## Task goal
In your reply, print every line of the listing exactly and omit all images.

## Study material

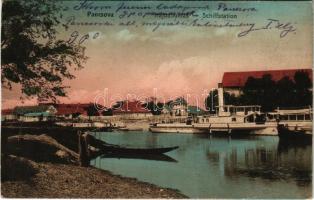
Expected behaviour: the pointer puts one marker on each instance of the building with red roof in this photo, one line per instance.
(132, 109)
(76, 109)
(232, 82)
(7, 115)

## Written solution
Expected behaviour: the pointer puts one marker on each instance of the building with red roof in this photo, one line per instance.
(132, 109)
(76, 109)
(232, 82)
(7, 115)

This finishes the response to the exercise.